## Raw data
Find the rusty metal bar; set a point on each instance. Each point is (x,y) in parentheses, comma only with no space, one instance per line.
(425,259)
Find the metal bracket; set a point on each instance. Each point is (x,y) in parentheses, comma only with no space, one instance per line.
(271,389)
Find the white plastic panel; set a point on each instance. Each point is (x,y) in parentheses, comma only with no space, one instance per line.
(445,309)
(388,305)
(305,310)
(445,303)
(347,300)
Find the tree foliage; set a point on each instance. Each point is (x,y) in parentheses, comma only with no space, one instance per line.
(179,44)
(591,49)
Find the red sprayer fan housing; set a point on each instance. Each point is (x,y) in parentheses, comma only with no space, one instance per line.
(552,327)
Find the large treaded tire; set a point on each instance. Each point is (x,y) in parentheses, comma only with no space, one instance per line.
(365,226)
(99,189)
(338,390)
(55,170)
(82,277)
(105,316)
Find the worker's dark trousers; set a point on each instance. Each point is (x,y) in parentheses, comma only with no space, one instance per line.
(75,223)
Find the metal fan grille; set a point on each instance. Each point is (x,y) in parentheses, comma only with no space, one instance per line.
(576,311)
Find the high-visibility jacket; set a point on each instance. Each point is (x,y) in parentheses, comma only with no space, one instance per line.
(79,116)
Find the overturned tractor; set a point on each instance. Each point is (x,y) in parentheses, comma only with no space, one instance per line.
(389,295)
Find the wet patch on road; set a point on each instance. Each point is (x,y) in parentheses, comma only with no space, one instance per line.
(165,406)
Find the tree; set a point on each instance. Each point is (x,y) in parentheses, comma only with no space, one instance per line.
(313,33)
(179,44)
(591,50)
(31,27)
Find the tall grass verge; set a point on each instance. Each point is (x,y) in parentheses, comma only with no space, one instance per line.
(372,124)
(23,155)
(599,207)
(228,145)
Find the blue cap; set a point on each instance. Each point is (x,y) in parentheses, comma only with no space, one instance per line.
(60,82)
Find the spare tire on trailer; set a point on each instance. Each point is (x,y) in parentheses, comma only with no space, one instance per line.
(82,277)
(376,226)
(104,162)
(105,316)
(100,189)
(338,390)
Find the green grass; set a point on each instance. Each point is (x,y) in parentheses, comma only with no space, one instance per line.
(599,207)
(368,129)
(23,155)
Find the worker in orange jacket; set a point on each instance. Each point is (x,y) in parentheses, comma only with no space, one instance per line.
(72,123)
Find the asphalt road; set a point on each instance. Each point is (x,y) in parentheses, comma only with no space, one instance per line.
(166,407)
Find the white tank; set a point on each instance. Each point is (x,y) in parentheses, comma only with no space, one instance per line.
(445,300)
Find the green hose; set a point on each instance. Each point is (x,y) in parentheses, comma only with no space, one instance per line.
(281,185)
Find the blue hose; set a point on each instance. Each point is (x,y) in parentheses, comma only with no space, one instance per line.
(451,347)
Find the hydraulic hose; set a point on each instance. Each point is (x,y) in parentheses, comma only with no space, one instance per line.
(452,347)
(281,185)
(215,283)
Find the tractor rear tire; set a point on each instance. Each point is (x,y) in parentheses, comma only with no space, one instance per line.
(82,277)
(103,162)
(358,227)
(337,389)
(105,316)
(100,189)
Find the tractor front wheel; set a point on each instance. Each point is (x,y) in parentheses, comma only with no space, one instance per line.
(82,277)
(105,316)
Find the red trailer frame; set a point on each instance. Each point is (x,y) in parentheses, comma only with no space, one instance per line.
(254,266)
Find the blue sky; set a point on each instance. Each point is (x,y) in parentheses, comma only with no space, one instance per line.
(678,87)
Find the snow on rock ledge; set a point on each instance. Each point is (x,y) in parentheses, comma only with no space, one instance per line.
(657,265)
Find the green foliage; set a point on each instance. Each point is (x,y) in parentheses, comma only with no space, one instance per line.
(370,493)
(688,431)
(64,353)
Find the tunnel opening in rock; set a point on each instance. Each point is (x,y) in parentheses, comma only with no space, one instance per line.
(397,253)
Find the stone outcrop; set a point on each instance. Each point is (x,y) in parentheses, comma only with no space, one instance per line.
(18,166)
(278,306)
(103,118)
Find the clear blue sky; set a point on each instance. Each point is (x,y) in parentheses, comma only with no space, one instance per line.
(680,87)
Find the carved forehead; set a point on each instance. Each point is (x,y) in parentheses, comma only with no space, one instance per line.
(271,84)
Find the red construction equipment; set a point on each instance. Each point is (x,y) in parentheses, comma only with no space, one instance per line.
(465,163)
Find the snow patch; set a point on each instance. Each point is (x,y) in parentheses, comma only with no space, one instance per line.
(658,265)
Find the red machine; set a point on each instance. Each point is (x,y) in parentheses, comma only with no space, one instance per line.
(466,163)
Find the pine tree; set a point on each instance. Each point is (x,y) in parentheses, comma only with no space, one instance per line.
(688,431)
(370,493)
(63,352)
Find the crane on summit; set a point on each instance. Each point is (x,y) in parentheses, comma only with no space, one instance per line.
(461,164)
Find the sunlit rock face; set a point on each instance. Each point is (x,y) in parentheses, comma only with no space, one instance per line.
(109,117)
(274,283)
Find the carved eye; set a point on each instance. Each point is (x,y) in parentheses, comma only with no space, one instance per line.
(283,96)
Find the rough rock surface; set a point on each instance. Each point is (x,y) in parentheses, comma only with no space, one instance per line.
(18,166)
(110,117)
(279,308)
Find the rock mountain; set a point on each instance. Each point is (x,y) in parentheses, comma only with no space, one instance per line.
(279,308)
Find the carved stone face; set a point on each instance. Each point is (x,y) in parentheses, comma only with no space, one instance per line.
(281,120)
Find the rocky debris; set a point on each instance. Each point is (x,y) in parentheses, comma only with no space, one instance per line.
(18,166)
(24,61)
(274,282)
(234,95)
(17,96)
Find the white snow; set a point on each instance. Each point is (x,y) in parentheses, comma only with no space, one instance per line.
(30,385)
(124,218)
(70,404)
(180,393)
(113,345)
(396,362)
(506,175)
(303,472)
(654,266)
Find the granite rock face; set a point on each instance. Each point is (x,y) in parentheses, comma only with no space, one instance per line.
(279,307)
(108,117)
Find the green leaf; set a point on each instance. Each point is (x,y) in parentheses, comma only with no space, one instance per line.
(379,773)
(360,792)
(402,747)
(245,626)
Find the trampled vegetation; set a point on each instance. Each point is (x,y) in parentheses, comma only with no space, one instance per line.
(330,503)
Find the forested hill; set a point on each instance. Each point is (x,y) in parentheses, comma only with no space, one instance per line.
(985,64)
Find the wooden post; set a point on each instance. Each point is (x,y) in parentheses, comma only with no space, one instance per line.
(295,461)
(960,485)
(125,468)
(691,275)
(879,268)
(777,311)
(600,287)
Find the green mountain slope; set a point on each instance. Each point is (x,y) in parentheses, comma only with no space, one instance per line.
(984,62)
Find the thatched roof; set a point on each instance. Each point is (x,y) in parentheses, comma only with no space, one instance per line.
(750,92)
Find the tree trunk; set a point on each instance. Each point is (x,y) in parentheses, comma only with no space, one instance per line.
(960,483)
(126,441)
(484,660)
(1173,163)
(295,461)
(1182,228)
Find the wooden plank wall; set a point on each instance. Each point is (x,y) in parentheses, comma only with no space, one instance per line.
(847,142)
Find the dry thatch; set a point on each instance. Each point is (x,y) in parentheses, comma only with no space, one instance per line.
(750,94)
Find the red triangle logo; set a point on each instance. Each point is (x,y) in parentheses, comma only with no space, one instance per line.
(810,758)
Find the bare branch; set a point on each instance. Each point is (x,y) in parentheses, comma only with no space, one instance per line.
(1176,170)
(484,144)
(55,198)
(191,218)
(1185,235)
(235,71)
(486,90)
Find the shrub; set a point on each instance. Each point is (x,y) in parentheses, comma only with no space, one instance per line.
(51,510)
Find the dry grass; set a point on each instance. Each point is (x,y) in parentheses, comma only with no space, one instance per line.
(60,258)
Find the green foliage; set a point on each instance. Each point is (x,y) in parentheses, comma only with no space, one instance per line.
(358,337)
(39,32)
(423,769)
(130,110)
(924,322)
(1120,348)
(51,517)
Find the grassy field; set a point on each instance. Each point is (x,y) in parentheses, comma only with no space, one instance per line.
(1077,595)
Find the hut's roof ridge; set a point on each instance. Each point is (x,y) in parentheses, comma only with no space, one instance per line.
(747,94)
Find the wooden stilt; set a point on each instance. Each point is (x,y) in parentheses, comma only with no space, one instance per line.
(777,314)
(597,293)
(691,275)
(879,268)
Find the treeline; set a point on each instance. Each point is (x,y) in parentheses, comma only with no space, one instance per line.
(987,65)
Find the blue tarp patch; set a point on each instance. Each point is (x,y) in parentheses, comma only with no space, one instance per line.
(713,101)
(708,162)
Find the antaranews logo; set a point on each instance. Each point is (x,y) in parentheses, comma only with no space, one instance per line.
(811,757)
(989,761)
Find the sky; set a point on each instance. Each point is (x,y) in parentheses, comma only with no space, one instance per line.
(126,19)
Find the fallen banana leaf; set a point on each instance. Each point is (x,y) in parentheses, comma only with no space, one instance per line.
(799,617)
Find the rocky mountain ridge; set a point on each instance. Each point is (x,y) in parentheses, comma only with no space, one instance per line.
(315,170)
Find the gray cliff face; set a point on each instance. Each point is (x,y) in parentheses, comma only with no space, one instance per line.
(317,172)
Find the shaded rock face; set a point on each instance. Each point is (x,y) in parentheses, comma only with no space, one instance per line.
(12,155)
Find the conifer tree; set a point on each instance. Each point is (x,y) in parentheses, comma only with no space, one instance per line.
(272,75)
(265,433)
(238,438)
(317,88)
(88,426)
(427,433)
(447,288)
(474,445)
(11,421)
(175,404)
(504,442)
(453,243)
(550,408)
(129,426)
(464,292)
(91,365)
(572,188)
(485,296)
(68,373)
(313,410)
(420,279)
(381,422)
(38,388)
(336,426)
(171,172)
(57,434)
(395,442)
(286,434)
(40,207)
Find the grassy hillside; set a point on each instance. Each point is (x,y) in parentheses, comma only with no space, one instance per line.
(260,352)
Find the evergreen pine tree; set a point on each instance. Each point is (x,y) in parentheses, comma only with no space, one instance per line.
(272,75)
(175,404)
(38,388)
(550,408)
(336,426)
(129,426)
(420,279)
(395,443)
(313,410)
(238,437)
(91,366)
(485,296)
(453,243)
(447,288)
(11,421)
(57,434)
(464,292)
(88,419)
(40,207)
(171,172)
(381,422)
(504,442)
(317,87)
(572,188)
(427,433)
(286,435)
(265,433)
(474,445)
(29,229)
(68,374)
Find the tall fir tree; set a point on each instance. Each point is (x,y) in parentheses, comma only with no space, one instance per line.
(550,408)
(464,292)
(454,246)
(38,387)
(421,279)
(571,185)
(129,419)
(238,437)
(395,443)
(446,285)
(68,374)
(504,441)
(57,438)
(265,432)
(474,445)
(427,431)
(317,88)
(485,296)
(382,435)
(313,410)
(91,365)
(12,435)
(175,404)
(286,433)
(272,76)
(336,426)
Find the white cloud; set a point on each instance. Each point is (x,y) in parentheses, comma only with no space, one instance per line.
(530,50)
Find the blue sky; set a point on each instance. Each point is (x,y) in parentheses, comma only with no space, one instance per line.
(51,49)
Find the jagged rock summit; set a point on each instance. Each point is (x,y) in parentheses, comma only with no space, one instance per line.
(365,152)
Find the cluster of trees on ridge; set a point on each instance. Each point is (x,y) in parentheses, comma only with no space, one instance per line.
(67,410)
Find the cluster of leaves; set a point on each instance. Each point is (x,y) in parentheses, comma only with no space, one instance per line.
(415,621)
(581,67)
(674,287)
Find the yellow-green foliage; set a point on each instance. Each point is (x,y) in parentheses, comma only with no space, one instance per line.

## Your instructions
Exactly reproduce the lines that run from the line with "Find the grassy hillside;" through the last line of the records, inclusive.

## Solution
Find the grassy hillside; set a point on each instance. Each point is (x,y) in parentheses, comma only with no space, one instance per line.
(260,352)
Find the evergreen pine tree; set a point on each instance. Each point is (x,y) in parentheses, comma only with no space, one instance per line.
(272,75)
(175,404)
(38,388)
(550,408)
(336,426)
(129,426)
(420,279)
(395,443)
(313,410)
(238,437)
(91,366)
(485,296)
(453,243)
(447,288)
(11,421)
(57,434)
(464,292)
(88,419)
(40,207)
(171,172)
(381,422)
(504,442)
(317,87)
(572,188)
(427,433)
(286,435)
(265,433)
(474,445)
(29,229)
(68,374)
Find the tall fir tree; set a point on each instance. Each point is (x,y) in parentheses, comma only with no space, one instance per line.
(550,408)
(464,292)
(454,246)
(38,387)
(421,279)
(571,185)
(129,419)
(238,437)
(395,443)
(446,285)
(68,374)
(504,441)
(57,438)
(265,432)
(474,445)
(427,431)
(317,88)
(485,296)
(382,435)
(313,410)
(91,365)
(12,435)
(175,404)
(286,433)
(272,76)
(336,426)
Find the white cloud; set a point on each instance. Each point is (x,y) in parentheses, comma only with no space, one instance per line.
(530,50)
Find the blue sky; set a point on each instance. Each point is (x,y) in parentheses, comma only with no space, one instance per line.
(51,49)
Find the jagged rock summit; set a point on each instance. Each point is (x,y) in parentheses, comma only with no space, one instance per line.
(365,152)
Find the cluster of trees on ridge; set a point on each instance. Each point is (x,y) in parentheses, comma only with no space, one instance per line.
(67,410)
Find the cluster of leaves; set a point on each instance. Each point is (x,y) in parentheses, comma only with no space, one instance per line.
(415,621)
(581,67)
(674,287)
Find the yellow-green foliage; set a point on each instance. Each point is (x,y) in parentheses, comma only with no space, one instance per line.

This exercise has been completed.